Start SUPPLIED RECORDS

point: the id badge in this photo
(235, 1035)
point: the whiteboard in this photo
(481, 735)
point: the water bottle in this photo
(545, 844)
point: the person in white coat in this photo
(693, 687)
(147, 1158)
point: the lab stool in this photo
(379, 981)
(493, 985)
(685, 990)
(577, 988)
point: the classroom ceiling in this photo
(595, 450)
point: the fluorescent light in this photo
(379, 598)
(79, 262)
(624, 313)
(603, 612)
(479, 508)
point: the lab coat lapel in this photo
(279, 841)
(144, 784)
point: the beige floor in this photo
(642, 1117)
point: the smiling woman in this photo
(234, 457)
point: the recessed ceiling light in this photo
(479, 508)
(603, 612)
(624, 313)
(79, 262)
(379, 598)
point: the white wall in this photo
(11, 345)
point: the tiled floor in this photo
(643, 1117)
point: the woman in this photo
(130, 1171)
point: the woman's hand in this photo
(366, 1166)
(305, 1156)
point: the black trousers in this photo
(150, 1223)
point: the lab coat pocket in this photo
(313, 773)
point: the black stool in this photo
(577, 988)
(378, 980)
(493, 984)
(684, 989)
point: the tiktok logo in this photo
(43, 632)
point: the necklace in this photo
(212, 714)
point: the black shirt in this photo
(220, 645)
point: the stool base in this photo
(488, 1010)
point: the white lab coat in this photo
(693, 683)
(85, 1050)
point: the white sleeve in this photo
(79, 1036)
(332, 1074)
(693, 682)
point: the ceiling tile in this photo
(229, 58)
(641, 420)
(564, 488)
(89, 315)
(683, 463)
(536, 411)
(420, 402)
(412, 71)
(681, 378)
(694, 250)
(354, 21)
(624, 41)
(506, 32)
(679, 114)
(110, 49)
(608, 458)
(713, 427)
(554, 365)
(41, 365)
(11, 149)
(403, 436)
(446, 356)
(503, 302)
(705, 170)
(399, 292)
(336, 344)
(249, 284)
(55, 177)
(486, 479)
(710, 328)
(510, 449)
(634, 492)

End SUPPLIED RECORDS

■ **WHAT THE TASK REQUIRES**
Go through the entries and repeat each one exactly.

■ **EXERCISE SOLUTION**
point: the id badge in this photo
(235, 1035)
point: the whiteboard in this photo
(481, 735)
point: the water bottle in this photo
(545, 844)
point: the person in white coat in this photo
(693, 687)
(147, 1158)
point: the lab stool in this photo
(379, 981)
(493, 985)
(685, 990)
(577, 988)
point: the classroom ceiling in this photo
(595, 450)
point: the fluorescent light in this photo
(379, 598)
(79, 262)
(624, 313)
(603, 612)
(479, 508)
point: the lab coat lapel in this photo
(279, 841)
(144, 784)
point: the beige floor in this photo
(642, 1117)
point: the smiling woman in this photo
(234, 457)
point: the recessed ceiling light in this photo
(479, 508)
(603, 612)
(624, 313)
(79, 262)
(379, 598)
point: the white wall in this photo
(11, 345)
point: the tiled floor in this photo
(643, 1117)
point: the woman in this photo
(130, 1171)
point: the woman's hand in this photo
(366, 1166)
(305, 1156)
point: the black trousers in this photo
(150, 1223)
point: the lab coat pocket in this photo
(313, 773)
point: the black stool in this photo
(577, 988)
(378, 980)
(493, 984)
(684, 989)
point: the tiktok logo in this photo
(43, 632)
point: the necklace in this photo
(212, 714)
point: the black shirt in this photo
(220, 645)
point: the stool base in this photo
(488, 1010)
point: the white lab coat in this photo
(693, 683)
(85, 1050)
point: the white sleeve in this photo
(79, 1036)
(332, 1074)
(693, 682)
point: the ceiling tile in this photo
(229, 58)
(641, 420)
(564, 488)
(89, 315)
(683, 463)
(536, 411)
(420, 402)
(412, 71)
(681, 378)
(694, 250)
(354, 21)
(624, 41)
(506, 32)
(679, 114)
(110, 49)
(608, 458)
(713, 427)
(554, 365)
(41, 365)
(11, 149)
(403, 436)
(446, 356)
(503, 302)
(705, 170)
(399, 292)
(336, 344)
(249, 284)
(55, 177)
(486, 479)
(710, 328)
(510, 449)
(634, 492)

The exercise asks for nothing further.